WHAT IS NEEDED:
Return, from the material below, each line in which the word "photograph" is present.
EXERCISE DATA section start
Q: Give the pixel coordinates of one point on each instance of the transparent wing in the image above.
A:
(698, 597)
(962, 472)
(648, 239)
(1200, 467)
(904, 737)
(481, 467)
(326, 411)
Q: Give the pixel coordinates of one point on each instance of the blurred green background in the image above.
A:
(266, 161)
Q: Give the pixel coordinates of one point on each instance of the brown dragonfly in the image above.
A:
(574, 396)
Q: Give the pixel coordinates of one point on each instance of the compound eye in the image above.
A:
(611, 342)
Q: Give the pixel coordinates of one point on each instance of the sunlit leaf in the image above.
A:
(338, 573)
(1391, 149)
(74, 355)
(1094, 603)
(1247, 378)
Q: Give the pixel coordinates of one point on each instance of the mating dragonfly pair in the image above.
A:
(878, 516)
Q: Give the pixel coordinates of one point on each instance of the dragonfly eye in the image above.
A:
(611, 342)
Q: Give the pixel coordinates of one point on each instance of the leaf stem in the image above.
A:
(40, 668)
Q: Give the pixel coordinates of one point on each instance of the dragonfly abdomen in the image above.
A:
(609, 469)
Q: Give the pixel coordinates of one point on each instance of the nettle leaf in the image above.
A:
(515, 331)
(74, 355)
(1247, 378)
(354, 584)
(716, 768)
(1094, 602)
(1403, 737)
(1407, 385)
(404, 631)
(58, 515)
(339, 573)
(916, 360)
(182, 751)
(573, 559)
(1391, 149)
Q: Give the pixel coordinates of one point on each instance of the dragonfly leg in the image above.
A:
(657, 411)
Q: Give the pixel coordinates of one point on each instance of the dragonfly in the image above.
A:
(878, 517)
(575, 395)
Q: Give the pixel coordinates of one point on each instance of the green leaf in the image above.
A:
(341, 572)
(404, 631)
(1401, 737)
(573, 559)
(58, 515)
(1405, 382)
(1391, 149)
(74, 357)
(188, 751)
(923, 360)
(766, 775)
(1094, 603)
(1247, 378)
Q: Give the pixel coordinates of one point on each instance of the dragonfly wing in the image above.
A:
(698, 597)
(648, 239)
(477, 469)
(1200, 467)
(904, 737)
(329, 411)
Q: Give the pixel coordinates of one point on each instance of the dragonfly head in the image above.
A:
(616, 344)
EXERCISE DATA section end
EXERCISE DATA section start
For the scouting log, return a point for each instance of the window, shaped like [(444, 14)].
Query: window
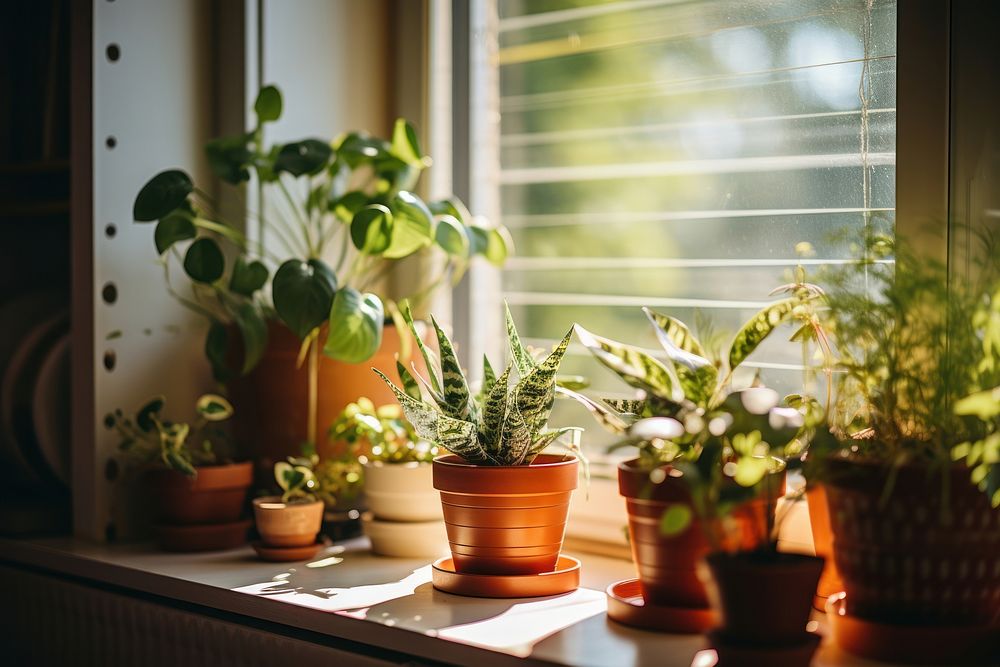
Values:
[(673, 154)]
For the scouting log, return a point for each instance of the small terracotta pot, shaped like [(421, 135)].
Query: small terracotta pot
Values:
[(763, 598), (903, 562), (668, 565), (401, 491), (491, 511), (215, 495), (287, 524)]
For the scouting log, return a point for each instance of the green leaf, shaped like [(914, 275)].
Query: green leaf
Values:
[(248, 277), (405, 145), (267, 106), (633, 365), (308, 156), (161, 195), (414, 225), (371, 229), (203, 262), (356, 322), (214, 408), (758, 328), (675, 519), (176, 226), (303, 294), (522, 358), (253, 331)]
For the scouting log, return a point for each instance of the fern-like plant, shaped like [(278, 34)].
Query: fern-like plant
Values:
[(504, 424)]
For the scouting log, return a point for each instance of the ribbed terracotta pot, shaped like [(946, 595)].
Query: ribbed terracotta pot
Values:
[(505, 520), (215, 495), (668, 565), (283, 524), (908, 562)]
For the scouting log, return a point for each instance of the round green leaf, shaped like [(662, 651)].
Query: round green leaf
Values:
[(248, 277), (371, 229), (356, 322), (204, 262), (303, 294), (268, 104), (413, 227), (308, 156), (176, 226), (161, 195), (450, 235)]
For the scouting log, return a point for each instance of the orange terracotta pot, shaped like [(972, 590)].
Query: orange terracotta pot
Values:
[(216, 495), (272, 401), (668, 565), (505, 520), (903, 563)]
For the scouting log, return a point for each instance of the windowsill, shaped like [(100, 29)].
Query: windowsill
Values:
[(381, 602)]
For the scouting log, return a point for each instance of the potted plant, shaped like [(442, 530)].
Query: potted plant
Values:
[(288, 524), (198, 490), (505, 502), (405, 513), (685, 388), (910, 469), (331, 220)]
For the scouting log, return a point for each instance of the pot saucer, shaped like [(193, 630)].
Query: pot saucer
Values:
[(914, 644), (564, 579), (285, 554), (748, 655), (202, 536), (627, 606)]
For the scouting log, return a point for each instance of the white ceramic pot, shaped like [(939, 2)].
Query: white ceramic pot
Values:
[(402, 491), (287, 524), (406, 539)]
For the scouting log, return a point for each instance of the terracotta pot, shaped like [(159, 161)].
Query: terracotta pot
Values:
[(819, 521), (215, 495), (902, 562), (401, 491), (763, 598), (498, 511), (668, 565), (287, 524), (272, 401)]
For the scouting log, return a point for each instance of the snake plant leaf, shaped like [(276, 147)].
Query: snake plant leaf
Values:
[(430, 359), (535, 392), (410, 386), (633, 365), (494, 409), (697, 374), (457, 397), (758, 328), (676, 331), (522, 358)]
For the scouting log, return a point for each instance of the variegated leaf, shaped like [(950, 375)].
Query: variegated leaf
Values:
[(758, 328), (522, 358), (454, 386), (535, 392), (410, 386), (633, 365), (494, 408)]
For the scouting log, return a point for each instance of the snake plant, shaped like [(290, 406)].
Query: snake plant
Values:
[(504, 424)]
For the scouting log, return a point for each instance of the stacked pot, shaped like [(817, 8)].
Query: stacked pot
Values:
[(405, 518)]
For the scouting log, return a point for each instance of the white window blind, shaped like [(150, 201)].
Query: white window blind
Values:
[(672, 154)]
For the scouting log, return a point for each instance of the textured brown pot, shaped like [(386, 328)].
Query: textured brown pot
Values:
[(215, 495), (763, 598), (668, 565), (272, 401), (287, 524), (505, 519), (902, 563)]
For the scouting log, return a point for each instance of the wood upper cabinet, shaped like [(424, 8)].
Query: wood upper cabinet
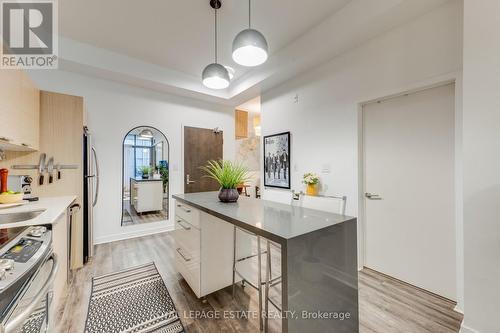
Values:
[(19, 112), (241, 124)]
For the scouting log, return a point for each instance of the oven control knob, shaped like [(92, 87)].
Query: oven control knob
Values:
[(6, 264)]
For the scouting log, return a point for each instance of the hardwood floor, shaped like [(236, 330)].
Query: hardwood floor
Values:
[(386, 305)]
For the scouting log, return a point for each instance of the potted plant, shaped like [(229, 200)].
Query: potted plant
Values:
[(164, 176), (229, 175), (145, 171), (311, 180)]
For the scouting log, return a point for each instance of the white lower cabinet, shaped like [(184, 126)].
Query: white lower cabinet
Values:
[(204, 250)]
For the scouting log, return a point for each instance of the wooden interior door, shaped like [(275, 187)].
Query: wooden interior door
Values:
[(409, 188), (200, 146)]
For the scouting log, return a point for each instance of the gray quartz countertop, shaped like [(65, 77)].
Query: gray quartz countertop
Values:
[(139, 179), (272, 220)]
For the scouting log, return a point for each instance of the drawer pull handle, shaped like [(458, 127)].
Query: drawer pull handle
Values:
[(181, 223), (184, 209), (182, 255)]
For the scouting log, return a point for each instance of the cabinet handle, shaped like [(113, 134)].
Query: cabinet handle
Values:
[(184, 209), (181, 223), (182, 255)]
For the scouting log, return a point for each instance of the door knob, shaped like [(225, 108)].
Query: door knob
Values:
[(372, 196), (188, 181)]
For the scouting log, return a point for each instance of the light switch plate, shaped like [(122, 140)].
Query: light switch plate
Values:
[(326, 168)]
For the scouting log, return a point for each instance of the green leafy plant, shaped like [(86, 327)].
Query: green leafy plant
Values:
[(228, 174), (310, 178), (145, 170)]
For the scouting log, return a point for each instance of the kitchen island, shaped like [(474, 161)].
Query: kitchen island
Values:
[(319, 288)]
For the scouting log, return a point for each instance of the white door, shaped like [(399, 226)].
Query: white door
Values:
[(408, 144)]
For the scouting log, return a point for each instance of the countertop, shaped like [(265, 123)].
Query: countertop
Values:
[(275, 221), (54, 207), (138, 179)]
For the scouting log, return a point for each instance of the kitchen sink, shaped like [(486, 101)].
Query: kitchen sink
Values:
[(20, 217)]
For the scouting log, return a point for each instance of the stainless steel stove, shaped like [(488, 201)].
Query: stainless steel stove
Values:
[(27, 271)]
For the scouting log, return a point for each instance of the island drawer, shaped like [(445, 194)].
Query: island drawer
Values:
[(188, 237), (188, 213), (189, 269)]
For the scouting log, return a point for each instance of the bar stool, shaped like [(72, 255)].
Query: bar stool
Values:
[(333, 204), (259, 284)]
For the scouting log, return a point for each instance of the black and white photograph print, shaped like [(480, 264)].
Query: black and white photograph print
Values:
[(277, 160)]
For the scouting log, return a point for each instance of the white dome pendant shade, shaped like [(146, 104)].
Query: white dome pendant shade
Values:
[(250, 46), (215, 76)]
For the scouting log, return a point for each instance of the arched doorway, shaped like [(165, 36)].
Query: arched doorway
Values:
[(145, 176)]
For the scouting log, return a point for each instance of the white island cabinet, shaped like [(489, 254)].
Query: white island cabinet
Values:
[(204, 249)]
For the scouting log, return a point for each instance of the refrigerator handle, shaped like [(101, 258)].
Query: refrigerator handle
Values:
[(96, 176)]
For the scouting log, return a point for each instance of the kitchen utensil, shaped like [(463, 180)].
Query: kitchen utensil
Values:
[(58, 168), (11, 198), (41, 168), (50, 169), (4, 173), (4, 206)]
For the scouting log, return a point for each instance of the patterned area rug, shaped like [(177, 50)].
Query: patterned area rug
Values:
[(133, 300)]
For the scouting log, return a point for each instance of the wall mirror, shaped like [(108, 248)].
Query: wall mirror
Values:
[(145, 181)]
EXERCISE DATA section end
RESPONSE TO THIS TASK:
For the scouting log, return a point for each instance of the black and white photograph print, shaped like [(480, 264)].
Query: black and white photograph print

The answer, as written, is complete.